The Saxon Cathedral at Canterbury and The Saxon Saints Buried Therein/Chapter 4

From Wikisource
Jump to navigation Jump to search



A.D. 942-961

FROM the time of Cuthbert (741) to the advent of St. Odo (942) the Cathedral appears to have remained much in the same condition as when finished by St. Austin or his immediate successor, except that during the intervening 200 years much decay had set in, so that when St. Odo arrived at his Metropolitical City, he found the roof of his Cathedral absolutely rotten from age and resting on half-shattered timbers. We learn all this from Edmer, and also that this Archbishop was desirous of raising the walls of the church to a greater height, and took advantage of the extensive reparations required to do so. He therefore had the roof wholly removed and the walls raised. Edmer does not say to what height, he merely states the fact; but as the work occupied three years to effect completion, it is likely that they were raised to a considerable height, and possibly other improvements and enlargements were effected at the same time. The prolonged work gave occasion for the performance of a miracle, for during the whole time of the re-building no rain fell in the City of Canterbury, though the surrounding fields and orchards were rained upon as usual, the Archbishop having prayed to Heaven that the work should not be delayed nor the clergy and people prevented from attending the services of the Church, by reason of any inclemency of the weather.

= Entries from a pointing dataset =
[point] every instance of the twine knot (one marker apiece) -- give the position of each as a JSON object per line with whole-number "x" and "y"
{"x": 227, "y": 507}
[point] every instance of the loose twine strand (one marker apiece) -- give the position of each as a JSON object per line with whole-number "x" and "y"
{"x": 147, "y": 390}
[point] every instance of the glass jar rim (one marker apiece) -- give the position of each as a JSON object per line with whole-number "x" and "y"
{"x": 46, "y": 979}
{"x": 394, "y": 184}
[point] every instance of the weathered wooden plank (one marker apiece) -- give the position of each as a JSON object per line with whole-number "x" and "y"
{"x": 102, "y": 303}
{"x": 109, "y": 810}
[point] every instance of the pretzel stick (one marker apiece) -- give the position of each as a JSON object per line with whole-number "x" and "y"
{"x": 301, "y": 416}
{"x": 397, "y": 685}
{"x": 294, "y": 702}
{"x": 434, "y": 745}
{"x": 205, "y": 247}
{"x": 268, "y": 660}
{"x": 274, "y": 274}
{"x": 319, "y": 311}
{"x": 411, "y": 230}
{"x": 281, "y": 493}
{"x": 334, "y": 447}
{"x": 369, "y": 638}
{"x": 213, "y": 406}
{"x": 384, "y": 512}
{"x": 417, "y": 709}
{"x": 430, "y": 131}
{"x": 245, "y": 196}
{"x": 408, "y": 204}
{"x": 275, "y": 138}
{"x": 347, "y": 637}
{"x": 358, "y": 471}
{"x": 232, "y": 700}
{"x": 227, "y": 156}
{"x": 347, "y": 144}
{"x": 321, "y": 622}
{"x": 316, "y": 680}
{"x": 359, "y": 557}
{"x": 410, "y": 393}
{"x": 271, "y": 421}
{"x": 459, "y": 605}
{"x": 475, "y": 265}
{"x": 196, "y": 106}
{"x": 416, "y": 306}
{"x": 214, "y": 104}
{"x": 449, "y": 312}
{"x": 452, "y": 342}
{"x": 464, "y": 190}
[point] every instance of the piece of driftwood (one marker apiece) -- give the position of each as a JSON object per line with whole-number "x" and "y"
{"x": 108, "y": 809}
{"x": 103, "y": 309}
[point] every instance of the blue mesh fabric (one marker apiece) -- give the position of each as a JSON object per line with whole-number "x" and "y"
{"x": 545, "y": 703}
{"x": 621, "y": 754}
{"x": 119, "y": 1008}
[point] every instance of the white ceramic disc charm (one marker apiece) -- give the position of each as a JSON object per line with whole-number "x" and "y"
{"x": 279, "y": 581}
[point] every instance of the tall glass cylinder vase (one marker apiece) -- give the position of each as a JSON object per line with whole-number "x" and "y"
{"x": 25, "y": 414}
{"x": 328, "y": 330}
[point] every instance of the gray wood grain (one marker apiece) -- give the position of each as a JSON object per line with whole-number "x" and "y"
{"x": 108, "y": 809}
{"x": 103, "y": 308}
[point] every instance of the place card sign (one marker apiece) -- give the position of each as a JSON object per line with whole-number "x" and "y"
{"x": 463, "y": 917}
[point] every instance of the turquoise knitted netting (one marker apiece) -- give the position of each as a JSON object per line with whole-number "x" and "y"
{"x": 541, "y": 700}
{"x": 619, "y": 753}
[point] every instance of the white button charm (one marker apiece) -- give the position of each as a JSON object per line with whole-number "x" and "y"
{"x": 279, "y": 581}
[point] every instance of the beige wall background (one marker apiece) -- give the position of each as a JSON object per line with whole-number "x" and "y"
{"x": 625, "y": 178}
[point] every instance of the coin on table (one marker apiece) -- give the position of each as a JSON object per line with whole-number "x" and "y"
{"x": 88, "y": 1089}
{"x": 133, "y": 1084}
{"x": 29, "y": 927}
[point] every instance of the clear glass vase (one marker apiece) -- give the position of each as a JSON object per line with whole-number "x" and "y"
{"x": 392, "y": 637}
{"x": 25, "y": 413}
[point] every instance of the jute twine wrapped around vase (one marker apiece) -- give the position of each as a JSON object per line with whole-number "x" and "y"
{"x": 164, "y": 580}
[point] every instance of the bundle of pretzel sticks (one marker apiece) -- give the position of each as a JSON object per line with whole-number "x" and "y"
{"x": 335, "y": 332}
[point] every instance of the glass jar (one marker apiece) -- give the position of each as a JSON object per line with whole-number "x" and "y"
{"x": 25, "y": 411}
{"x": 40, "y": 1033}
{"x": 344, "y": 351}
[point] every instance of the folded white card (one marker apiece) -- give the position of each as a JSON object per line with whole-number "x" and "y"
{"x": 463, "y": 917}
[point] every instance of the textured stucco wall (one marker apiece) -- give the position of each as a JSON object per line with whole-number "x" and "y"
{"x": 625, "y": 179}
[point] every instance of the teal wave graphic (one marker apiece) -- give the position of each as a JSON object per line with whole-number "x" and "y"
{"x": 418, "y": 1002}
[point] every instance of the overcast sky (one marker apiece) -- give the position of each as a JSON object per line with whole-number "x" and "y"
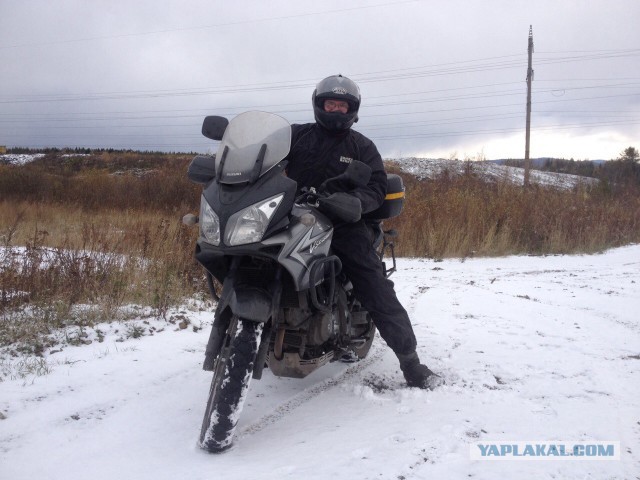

= WHAT TO WORK ON =
#1 According to the Canterbury passage, how long did the work on the cathedral walls take to complete?
#2 Please extract every line of the entries that contains the word "sticks". Case counts.
The Canterbury passage and the entries are unrelated pieces of material.

= SOLVED TASKS =
#1 Three years.

#2
[point] every instance of the bundle of pretzel sticks (one marker apiece) -- give the position of each as a JSON object per line with whole-number "x" and "y"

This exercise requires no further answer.